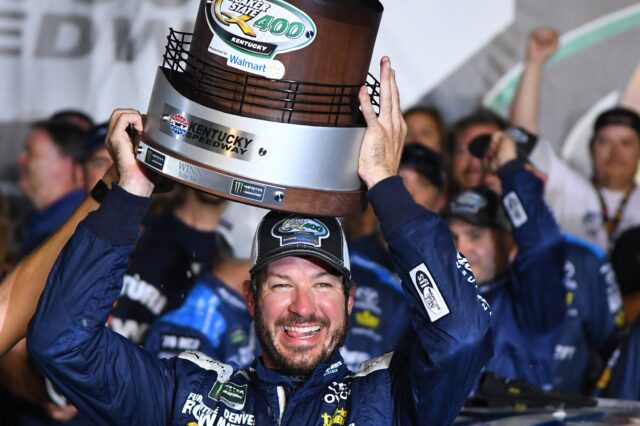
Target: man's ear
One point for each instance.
(249, 297)
(350, 299)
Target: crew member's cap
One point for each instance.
(95, 140)
(478, 206)
(287, 234)
(425, 161)
(618, 116)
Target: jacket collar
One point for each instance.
(320, 377)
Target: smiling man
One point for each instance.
(300, 297)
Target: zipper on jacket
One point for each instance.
(282, 402)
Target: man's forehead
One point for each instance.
(475, 130)
(618, 130)
(294, 265)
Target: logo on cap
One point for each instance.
(468, 202)
(300, 231)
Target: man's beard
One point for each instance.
(300, 367)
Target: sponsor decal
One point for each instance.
(337, 391)
(605, 378)
(181, 343)
(569, 276)
(592, 223)
(484, 304)
(367, 298)
(515, 210)
(465, 269)
(300, 231)
(249, 33)
(251, 191)
(429, 292)
(230, 394)
(468, 202)
(333, 368)
(367, 319)
(339, 417)
(238, 336)
(564, 352)
(147, 294)
(154, 159)
(205, 415)
(374, 364)
(207, 135)
(178, 124)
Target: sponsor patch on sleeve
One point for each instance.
(514, 209)
(429, 292)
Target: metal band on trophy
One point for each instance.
(260, 104)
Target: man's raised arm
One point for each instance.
(100, 372)
(450, 319)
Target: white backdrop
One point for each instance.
(96, 55)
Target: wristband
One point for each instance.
(99, 191)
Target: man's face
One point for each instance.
(422, 128)
(467, 169)
(95, 167)
(42, 165)
(616, 152)
(301, 314)
(421, 189)
(485, 248)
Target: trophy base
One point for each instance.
(248, 191)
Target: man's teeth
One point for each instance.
(310, 329)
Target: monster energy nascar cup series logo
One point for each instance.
(249, 33)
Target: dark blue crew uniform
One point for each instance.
(118, 383)
(528, 303)
(213, 319)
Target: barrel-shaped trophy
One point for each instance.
(260, 104)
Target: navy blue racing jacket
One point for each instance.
(213, 319)
(594, 322)
(621, 379)
(115, 382)
(528, 303)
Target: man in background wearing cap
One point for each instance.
(519, 271)
(380, 321)
(573, 352)
(50, 176)
(598, 209)
(300, 297)
(213, 317)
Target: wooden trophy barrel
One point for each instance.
(334, 64)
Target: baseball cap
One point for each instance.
(618, 116)
(237, 226)
(283, 234)
(425, 161)
(478, 206)
(95, 140)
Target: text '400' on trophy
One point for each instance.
(260, 104)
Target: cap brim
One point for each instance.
(302, 250)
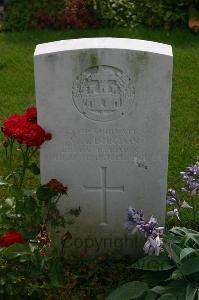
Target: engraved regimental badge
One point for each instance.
(103, 93)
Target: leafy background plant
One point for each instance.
(172, 275)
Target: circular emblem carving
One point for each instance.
(103, 93)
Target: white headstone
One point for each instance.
(106, 102)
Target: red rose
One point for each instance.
(33, 135)
(25, 130)
(31, 114)
(13, 126)
(11, 237)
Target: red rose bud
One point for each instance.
(25, 129)
(48, 136)
(10, 238)
(13, 126)
(31, 114)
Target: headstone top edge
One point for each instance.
(103, 43)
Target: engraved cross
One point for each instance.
(103, 189)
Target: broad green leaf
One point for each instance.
(173, 250)
(130, 290)
(154, 263)
(16, 250)
(186, 252)
(45, 194)
(167, 296)
(34, 169)
(190, 292)
(176, 288)
(190, 266)
(159, 289)
(151, 296)
(176, 275)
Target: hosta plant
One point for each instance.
(172, 275)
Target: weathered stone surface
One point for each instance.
(106, 102)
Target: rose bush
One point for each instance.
(31, 262)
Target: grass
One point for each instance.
(17, 81)
(17, 92)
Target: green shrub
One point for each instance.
(21, 14)
(128, 13)
(114, 12)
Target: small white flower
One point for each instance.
(153, 245)
(174, 212)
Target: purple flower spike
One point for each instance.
(153, 246)
(134, 217)
(186, 205)
(174, 212)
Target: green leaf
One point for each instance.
(190, 292)
(3, 182)
(186, 252)
(34, 169)
(167, 296)
(154, 263)
(130, 290)
(16, 250)
(190, 266)
(173, 250)
(45, 194)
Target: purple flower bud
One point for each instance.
(174, 212)
(186, 205)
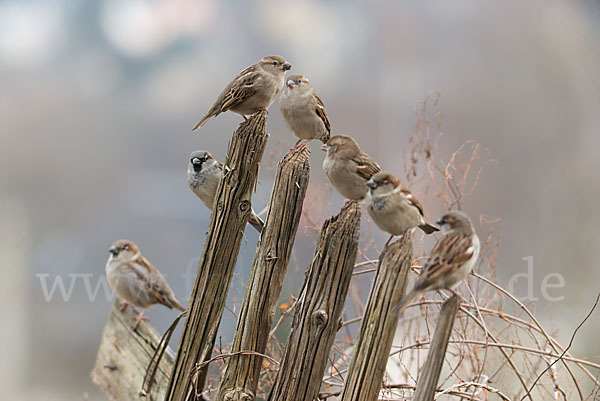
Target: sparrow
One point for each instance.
(303, 110)
(451, 259)
(252, 90)
(347, 167)
(204, 174)
(136, 281)
(393, 208)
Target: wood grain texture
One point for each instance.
(430, 374)
(215, 270)
(372, 348)
(241, 374)
(319, 309)
(123, 357)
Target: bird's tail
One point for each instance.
(428, 228)
(256, 222)
(404, 302)
(202, 121)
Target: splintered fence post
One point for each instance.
(430, 374)
(124, 354)
(377, 329)
(319, 309)
(241, 375)
(215, 270)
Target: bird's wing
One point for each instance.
(154, 281)
(366, 167)
(241, 88)
(321, 113)
(450, 253)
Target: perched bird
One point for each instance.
(204, 174)
(347, 167)
(451, 259)
(392, 206)
(252, 90)
(303, 110)
(136, 281)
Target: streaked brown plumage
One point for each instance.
(303, 110)
(252, 90)
(393, 207)
(136, 281)
(347, 167)
(451, 259)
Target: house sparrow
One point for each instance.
(347, 167)
(204, 174)
(451, 259)
(136, 281)
(303, 110)
(392, 206)
(253, 89)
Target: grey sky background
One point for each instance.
(97, 102)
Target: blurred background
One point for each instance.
(97, 102)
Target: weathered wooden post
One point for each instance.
(217, 262)
(319, 309)
(124, 354)
(240, 379)
(430, 374)
(372, 348)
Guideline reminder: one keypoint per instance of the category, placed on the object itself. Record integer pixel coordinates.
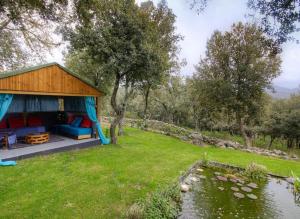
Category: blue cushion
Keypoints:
(75, 131)
(76, 122)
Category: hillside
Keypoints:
(282, 92)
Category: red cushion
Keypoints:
(70, 118)
(3, 124)
(86, 122)
(34, 121)
(16, 122)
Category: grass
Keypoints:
(262, 142)
(102, 182)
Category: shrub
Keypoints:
(135, 211)
(296, 184)
(204, 159)
(256, 171)
(161, 204)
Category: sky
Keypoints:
(198, 28)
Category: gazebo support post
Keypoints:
(98, 110)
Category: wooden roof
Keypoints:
(48, 79)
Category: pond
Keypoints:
(216, 194)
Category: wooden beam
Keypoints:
(44, 93)
(98, 111)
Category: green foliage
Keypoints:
(131, 46)
(95, 181)
(278, 18)
(161, 204)
(256, 171)
(239, 65)
(296, 183)
(204, 159)
(283, 121)
(26, 31)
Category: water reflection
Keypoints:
(274, 200)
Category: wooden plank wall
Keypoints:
(51, 80)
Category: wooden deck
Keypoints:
(47, 148)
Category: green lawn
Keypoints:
(102, 182)
(260, 141)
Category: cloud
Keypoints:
(219, 15)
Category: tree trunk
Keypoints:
(146, 104)
(116, 109)
(271, 142)
(243, 132)
(123, 108)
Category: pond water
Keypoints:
(210, 197)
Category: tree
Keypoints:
(167, 48)
(239, 65)
(119, 36)
(24, 29)
(278, 18)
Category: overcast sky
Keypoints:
(219, 15)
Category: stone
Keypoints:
(290, 180)
(184, 138)
(184, 188)
(252, 196)
(194, 179)
(294, 156)
(239, 195)
(252, 185)
(199, 170)
(202, 177)
(233, 180)
(236, 189)
(196, 135)
(246, 189)
(221, 144)
(240, 181)
(222, 178)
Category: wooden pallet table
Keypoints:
(37, 138)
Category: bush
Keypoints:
(204, 159)
(256, 171)
(296, 184)
(161, 204)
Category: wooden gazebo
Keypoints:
(52, 80)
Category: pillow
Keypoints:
(76, 122)
(34, 121)
(70, 118)
(3, 124)
(16, 122)
(86, 122)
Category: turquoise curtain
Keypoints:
(30, 103)
(5, 101)
(91, 111)
(74, 104)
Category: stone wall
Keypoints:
(197, 138)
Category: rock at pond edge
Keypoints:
(239, 195)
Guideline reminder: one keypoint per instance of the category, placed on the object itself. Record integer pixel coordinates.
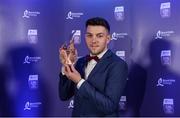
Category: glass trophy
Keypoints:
(70, 52)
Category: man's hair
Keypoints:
(98, 21)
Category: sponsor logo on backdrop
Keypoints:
(168, 106)
(28, 59)
(28, 14)
(121, 54)
(116, 36)
(29, 105)
(71, 104)
(32, 36)
(33, 81)
(166, 57)
(163, 34)
(76, 36)
(123, 103)
(163, 82)
(165, 10)
(119, 13)
(72, 15)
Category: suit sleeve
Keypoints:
(107, 102)
(66, 87)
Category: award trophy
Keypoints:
(70, 53)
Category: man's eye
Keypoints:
(99, 36)
(89, 36)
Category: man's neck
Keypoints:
(100, 55)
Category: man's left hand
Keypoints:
(72, 73)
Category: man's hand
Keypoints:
(63, 55)
(72, 73)
(68, 54)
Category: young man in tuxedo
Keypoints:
(96, 81)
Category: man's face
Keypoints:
(97, 38)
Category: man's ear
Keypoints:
(108, 38)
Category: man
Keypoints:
(97, 81)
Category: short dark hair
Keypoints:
(98, 21)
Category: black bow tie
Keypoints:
(89, 58)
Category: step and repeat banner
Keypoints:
(143, 33)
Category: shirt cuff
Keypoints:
(80, 83)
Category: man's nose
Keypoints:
(94, 39)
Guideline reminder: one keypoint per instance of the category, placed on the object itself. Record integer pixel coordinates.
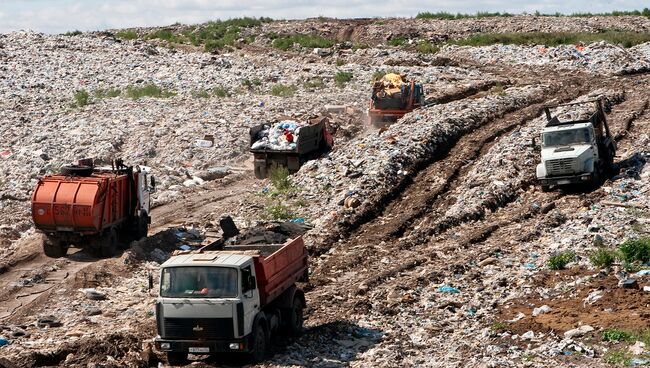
────────────────
#### Your objective:
Leaving the pictures out, set down exactly the lines from the one with "Category: shirt cuff" through the end of the records.

#### Answer for the task:
Category: shirt cuff
Keypoints:
(80, 83)
Category: man's nose
Keypoints:
(94, 39)
Guideline reminder: one keypoint per instance of the category, placed on the object itself. Record integer pixel coordinates.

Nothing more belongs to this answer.